**EXTRACT**
· · · · ·
Data and Analytics / Educational

IOT in Healthcare

Image of a biology clinic doctor

The IoT is the next tech frontier for almost every industry. It’s more than just machine automation, it’s convenient data analytics from your own body. Doctors, nurses, and personal care aides don’t need invasive procedures to guess a patient’s well-being.

What is IoT?

The Internet of Things, or IoT, is an ecosystem of technology and living beings interconnected via the ability to transfer data from one vessel to another without human interference. This high-tech network can make all the difference for both patients and professionals. Doctors get precise data while patients can rest assured their health is being monitored even when they’ve left the doctor’s office. Anything you’ve come across that doesn’t need your help to collect and send data, like a heart monitor, is a part of the IoT. A heart monitor will keep track of your heartbeat and record irregularities. Nowadays, the medical science world is emerging with wearable tech that accurately measures your health. You and your doctor will have analyzed health reports that tell you exactly how you’re doing. Then you can get the most personalized treatment, maybe with a cool piece of machinery. The healthcare industry has undergone incredible changes in past decades. The IoT will make it easier for medical professionals to accurately monitor, diagnose, and treat patients without wasting time, money, and people’s livelihoods.

What’s the difference between using the internet and IoT?

As great as the internet is already, it’s not always easy to search for very detailed search results in the vastly expanding world wide web. But using the internet as a channel to move data is the key. Instead of relying on a scattered model of search items (that pretty much tells you that you’re dying), the IoT allows you to create individual tech that collects specific data, which then gets analyzed before reaching a medical professional. The internet is one-sided and won’t deliver a personalized healthcare experience. With IoT, the data comes from you and works for you. Smart healthcare technology part of the IoT doesn’t require constant surveillance, hospital trips, or wait time.

There are many online health care resources, but nothing that combines them all into a single expansive network. This is where we can reduce human error. Aggregating healthcare data even makes it easier for medical experts to verify diagnoses against other cases and collaborate with other professionals. There’s a lot of potentially life changing insights that can only be seen with big picture data, but it won’t happen without the IoT.
· · · · ·
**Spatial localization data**
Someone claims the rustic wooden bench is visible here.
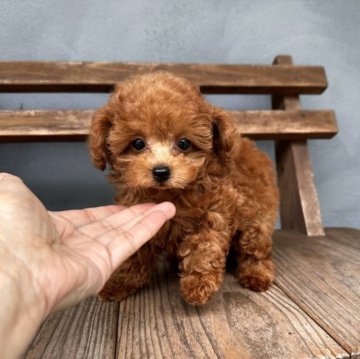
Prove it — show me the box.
[0,56,360,358]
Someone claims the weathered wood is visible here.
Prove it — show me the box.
[0,62,327,95]
[0,110,337,141]
[273,229,360,358]
[25,297,119,359]
[117,264,349,359]
[273,56,324,236]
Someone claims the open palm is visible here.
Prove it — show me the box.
[0,174,175,312]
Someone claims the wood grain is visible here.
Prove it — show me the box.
[117,264,349,359]
[274,229,360,358]
[25,297,119,359]
[0,110,337,141]
[273,56,324,236]
[0,62,327,94]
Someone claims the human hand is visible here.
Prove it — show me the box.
[0,173,175,358]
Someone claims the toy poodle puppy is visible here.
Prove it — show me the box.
[89,72,278,305]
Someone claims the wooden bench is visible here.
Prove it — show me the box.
[0,56,360,358]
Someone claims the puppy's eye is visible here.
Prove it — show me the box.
[177,138,191,151]
[132,138,145,151]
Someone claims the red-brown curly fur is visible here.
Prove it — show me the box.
[89,72,278,304]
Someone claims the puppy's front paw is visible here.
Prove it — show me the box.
[238,260,275,292]
[180,273,221,305]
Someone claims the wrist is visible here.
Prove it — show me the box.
[0,257,48,358]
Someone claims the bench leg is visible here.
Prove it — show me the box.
[273,56,325,236]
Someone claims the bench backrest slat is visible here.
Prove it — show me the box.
[0,62,327,95]
[0,110,337,141]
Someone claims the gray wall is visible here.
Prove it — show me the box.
[0,0,360,227]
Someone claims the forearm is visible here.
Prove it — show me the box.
[0,261,46,358]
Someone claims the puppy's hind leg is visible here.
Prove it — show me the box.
[234,224,275,291]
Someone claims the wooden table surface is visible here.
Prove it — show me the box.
[26,229,360,359]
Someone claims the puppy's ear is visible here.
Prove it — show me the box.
[212,107,240,160]
[89,105,113,171]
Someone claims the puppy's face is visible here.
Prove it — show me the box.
[90,73,236,193]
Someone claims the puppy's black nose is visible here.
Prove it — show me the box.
[153,166,170,183]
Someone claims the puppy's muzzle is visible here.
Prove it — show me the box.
[152,166,170,183]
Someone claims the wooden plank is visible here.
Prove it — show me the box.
[117,271,349,359]
[273,56,324,236]
[0,110,337,141]
[25,297,119,359]
[273,230,360,358]
[0,62,327,94]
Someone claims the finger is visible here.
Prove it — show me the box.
[102,208,175,269]
[78,203,160,237]
[49,205,126,227]
[52,204,155,227]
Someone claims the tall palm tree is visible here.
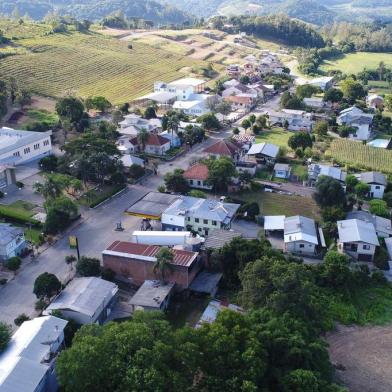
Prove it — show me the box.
[167,113,180,147]
[153,248,174,282]
[137,128,150,152]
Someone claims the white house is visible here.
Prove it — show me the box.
[44,277,118,324]
[284,215,325,255]
[309,76,333,91]
[0,127,52,165]
[267,109,314,132]
[336,106,374,140]
[337,219,380,261]
[0,316,68,392]
[274,163,291,179]
[0,223,27,261]
[355,172,388,199]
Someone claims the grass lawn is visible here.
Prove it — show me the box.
[321,52,392,74]
[256,127,292,147]
[233,191,320,219]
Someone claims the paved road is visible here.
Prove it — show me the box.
[0,186,149,325]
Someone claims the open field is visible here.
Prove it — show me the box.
[328,139,392,173]
[0,25,204,104]
[321,52,392,74]
[327,325,392,392]
[234,191,320,219]
[256,127,292,147]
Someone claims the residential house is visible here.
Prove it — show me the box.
[284,215,325,256]
[44,277,118,324]
[102,241,201,289]
[184,162,212,190]
[161,196,240,236]
[203,139,242,161]
[0,164,16,192]
[0,127,52,166]
[346,210,392,238]
[337,219,380,261]
[308,163,347,187]
[130,133,171,156]
[267,109,314,132]
[224,94,257,111]
[117,113,162,137]
[336,106,374,140]
[309,76,334,91]
[303,97,332,109]
[274,163,291,179]
[366,94,384,109]
[0,316,68,392]
[246,142,279,165]
[355,172,388,199]
[129,280,175,311]
[0,223,27,261]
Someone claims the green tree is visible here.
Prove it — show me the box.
[33,272,61,299]
[76,256,101,276]
[314,176,346,208]
[323,88,343,103]
[0,321,11,353]
[84,96,112,113]
[153,248,174,282]
[287,131,313,150]
[369,199,391,219]
[207,157,237,192]
[164,169,189,193]
[56,97,84,123]
[313,121,328,136]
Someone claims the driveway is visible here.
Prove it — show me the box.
[0,186,148,326]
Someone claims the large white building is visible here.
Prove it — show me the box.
[0,316,68,392]
[0,127,52,165]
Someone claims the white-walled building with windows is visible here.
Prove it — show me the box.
[0,127,52,165]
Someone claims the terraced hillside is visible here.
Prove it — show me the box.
[0,22,201,103]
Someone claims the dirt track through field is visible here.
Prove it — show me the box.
[327,325,392,392]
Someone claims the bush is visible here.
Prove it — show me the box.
[14,313,30,327]
[5,256,22,271]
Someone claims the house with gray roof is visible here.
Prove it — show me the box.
[355,172,388,199]
[346,210,392,238]
[284,215,325,256]
[161,196,240,236]
[0,223,27,261]
[0,316,68,392]
[308,163,347,186]
[0,127,52,165]
[44,277,118,324]
[337,219,380,261]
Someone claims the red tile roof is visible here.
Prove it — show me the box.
[104,241,198,267]
[204,140,240,157]
[184,163,208,181]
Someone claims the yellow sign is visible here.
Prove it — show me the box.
[69,235,78,249]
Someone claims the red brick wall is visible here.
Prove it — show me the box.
[102,255,200,289]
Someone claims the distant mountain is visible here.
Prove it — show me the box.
[0,0,190,24]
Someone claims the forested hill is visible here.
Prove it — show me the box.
[0,0,190,24]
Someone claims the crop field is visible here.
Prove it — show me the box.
[328,139,392,173]
[321,52,392,74]
[0,25,202,104]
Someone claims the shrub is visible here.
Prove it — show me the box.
[5,256,22,271]
[14,313,30,327]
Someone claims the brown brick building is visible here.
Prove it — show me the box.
[102,241,202,289]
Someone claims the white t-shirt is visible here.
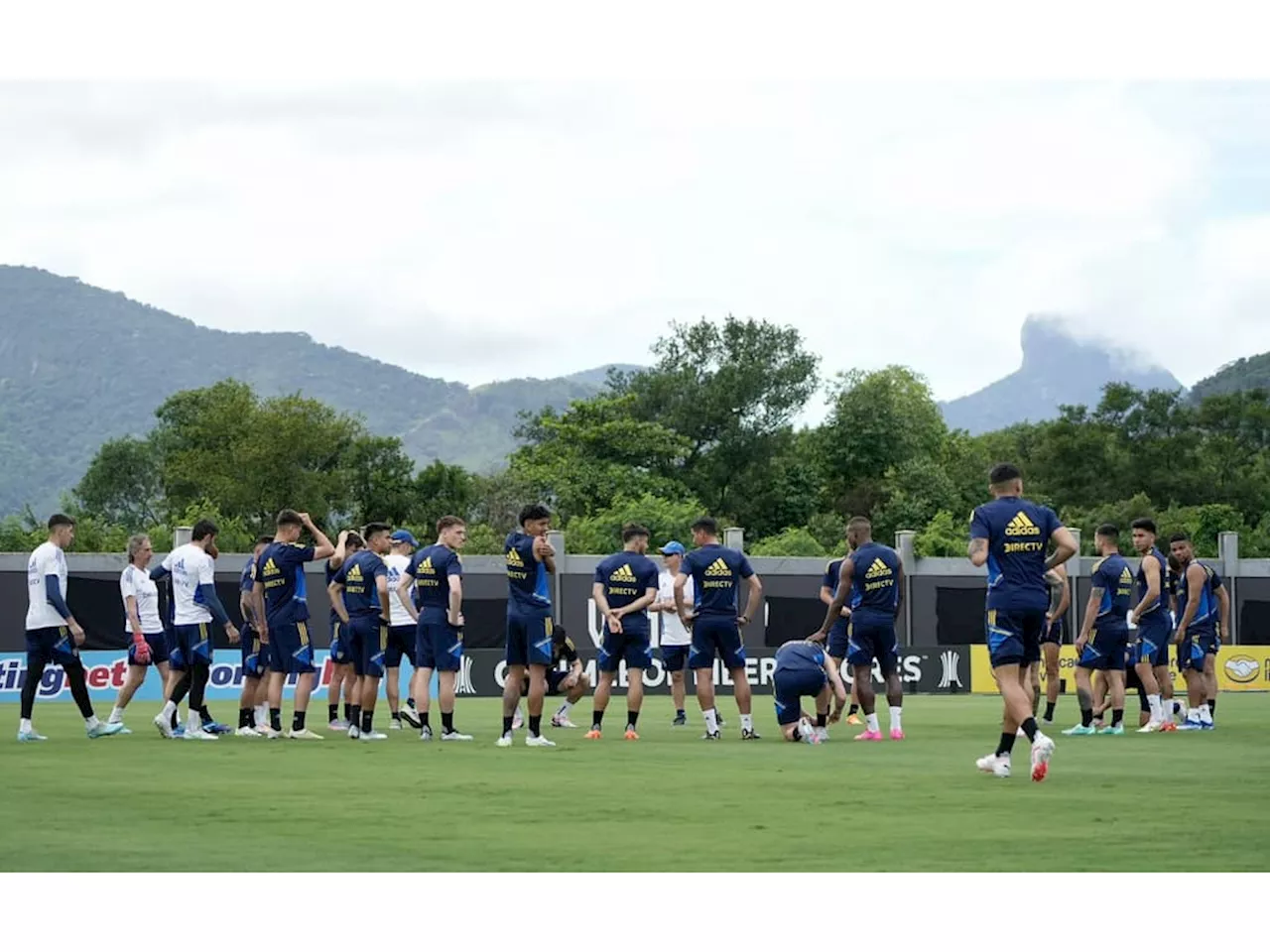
· · · · ·
**WORK TO COMPLETE**
(1) List the things that, according to the IoT article, smart healthcare technology does not require.
(2) Please echo everything in the IoT article from "Image of a biology" down to "What is IoT?".

**ANSWERS PER TASK**
(1)
- Constant surveillance
- Hospital trips
- Wait time

(2)
Image of a biology clinic doctor

The IoT is the next tech frontier for almost every industry. It’s more than just machine automation, it’s convenient data analytics from your own body. Doctors, nurses, and personal care aides don’t need invasive procedures to guess a patient’s well-being.

What is IoT?